Data supplied:
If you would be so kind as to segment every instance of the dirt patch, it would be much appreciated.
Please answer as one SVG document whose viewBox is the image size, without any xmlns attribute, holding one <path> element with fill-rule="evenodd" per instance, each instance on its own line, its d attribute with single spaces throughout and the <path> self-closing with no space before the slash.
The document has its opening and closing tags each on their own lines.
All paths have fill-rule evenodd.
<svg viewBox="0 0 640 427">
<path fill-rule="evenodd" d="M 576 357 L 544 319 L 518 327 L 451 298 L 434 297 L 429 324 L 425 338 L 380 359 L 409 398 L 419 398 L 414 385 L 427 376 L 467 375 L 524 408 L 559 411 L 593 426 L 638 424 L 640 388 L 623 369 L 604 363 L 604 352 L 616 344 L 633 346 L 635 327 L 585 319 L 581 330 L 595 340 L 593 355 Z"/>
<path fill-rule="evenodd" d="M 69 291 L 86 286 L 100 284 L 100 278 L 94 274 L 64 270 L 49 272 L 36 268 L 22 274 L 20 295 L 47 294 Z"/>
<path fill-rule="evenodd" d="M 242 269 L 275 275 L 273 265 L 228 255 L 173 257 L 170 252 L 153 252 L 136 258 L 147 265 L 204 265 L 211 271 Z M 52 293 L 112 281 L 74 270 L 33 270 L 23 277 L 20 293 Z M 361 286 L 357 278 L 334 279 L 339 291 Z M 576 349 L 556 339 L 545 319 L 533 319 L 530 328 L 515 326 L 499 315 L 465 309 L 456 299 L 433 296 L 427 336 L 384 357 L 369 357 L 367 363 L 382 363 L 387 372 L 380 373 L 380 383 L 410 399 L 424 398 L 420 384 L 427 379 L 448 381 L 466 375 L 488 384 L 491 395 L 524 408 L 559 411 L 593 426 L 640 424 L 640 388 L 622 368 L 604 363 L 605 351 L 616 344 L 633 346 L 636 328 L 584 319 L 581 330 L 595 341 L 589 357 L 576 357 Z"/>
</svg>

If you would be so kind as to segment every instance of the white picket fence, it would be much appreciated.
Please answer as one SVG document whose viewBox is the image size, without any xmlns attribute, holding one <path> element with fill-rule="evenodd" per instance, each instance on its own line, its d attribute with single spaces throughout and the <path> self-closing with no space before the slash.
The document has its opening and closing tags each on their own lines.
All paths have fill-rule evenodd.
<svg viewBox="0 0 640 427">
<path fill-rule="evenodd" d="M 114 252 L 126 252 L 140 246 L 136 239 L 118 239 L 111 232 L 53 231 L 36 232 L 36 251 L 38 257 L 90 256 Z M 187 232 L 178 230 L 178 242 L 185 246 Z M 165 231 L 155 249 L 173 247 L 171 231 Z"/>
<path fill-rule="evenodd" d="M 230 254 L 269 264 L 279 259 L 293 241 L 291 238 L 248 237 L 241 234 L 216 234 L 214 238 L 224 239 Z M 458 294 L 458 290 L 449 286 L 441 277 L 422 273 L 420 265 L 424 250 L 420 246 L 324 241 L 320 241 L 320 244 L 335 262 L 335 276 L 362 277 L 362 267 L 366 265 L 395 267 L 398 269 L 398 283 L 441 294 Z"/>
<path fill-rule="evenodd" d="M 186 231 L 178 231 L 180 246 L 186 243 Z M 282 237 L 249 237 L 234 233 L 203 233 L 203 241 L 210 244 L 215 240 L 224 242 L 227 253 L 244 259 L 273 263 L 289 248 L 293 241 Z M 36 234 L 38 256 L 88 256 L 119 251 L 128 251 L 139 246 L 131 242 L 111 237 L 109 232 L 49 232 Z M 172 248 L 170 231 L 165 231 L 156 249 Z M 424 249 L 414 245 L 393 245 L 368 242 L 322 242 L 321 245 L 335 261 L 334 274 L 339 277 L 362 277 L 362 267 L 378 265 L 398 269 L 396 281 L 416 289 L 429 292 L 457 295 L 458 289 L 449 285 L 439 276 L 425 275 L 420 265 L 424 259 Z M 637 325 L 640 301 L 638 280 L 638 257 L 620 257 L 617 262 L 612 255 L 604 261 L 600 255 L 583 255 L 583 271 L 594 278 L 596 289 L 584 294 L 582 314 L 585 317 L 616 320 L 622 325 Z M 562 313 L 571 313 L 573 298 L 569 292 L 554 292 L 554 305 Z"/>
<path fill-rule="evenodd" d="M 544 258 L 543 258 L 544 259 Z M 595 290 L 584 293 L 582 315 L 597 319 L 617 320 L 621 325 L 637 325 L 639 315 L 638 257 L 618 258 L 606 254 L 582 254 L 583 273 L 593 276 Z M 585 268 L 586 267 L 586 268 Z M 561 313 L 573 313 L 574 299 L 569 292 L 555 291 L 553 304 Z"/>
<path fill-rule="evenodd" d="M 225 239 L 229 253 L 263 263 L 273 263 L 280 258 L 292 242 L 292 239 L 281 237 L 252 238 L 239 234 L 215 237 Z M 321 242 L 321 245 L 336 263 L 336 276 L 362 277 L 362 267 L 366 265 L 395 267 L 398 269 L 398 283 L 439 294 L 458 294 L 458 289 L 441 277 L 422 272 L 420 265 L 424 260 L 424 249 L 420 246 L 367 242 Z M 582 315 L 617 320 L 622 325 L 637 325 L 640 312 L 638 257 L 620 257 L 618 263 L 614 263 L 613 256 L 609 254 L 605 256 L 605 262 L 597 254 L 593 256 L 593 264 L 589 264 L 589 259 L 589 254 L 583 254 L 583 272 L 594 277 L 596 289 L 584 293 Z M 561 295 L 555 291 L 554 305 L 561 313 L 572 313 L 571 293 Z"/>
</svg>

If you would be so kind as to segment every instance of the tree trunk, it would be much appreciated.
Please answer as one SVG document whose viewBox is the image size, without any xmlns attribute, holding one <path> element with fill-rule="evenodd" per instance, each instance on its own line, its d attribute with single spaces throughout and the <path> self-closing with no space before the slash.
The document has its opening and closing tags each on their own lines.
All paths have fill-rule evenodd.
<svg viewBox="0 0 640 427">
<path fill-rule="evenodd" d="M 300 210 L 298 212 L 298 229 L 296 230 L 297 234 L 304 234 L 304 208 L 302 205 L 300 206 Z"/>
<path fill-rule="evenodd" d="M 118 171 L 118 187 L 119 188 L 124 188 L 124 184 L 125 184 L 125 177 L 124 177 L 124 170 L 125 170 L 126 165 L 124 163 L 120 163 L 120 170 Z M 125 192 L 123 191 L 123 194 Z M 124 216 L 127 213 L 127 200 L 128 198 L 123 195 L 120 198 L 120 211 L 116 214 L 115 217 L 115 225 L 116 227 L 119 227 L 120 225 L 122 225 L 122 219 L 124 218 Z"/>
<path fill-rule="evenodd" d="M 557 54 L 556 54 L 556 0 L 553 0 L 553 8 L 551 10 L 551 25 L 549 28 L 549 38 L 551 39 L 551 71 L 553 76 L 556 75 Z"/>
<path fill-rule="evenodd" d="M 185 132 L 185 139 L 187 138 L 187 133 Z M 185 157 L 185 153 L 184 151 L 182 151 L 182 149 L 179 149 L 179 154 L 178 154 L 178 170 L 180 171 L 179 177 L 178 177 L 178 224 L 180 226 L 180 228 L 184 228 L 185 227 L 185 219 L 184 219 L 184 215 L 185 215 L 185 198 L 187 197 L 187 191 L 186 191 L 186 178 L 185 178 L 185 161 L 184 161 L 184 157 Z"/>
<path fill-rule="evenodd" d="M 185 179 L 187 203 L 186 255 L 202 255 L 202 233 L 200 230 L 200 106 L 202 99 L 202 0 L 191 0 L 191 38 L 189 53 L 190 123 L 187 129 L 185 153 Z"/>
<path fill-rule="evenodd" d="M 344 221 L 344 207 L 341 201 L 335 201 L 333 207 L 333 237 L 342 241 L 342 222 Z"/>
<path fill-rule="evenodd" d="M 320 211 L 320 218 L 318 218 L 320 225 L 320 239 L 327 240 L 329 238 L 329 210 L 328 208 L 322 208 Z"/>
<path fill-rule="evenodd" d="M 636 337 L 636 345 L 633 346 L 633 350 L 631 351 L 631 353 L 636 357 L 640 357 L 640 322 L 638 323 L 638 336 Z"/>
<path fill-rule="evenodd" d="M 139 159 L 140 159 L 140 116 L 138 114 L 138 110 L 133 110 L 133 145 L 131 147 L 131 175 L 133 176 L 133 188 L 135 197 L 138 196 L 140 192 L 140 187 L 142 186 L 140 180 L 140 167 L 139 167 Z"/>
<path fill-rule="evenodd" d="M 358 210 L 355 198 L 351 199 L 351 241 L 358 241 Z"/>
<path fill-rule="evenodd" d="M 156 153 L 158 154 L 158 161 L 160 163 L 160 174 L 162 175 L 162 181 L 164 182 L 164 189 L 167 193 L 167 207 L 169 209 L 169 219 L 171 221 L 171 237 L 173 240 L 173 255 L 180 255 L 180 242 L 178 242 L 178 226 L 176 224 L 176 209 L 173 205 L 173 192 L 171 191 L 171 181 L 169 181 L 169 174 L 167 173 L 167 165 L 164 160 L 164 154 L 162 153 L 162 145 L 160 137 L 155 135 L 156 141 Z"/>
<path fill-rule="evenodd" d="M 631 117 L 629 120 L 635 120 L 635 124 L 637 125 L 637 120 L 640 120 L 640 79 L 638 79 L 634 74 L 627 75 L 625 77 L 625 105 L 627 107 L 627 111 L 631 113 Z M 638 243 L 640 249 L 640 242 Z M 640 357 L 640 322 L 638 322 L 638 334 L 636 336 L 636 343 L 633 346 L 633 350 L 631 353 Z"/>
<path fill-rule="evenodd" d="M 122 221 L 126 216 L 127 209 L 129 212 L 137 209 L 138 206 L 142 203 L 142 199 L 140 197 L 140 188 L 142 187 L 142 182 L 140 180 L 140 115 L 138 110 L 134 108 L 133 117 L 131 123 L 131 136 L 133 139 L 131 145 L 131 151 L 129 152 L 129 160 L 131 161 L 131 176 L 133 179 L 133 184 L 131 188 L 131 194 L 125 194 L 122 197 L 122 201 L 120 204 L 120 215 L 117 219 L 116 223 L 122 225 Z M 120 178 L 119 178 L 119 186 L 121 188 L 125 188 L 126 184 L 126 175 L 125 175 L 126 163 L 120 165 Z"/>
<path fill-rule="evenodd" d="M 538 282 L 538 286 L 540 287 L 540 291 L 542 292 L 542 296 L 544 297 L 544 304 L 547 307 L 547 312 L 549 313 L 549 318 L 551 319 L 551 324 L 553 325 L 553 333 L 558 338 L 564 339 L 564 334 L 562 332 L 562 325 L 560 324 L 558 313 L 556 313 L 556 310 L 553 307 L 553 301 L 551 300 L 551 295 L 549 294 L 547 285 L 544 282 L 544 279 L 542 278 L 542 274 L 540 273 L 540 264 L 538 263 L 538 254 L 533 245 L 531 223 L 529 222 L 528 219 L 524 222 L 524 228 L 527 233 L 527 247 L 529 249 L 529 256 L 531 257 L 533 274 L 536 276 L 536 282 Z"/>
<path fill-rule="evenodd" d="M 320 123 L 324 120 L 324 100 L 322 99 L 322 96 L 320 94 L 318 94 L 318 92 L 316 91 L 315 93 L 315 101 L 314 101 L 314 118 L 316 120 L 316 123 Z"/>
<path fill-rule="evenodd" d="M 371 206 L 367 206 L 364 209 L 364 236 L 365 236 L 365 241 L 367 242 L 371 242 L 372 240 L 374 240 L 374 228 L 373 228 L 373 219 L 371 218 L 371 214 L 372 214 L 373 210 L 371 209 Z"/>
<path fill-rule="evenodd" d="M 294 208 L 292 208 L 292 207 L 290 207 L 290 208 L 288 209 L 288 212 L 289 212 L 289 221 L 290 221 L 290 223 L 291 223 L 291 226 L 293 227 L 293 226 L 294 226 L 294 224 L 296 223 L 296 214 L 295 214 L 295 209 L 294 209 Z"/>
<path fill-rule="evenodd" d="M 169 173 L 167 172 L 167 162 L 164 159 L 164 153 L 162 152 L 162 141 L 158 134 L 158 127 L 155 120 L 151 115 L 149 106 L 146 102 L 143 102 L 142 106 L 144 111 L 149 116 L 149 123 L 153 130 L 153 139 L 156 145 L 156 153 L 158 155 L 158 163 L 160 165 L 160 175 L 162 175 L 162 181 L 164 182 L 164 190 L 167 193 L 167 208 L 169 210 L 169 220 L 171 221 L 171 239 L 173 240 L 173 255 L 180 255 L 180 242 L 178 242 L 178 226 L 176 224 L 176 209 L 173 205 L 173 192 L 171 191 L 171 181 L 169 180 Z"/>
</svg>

What this task involves: Your answer must be every line from the listing above that holds the string "much".

Output:
If you would be so kind as to segment every instance of the dirt patch, it would be much appreciated.
If you would be so kind as to segment every instance of the white picket fence, it would be much appreciated.
If you would be so kind as to segment every instance of the tree trunk, it would be much appreciated.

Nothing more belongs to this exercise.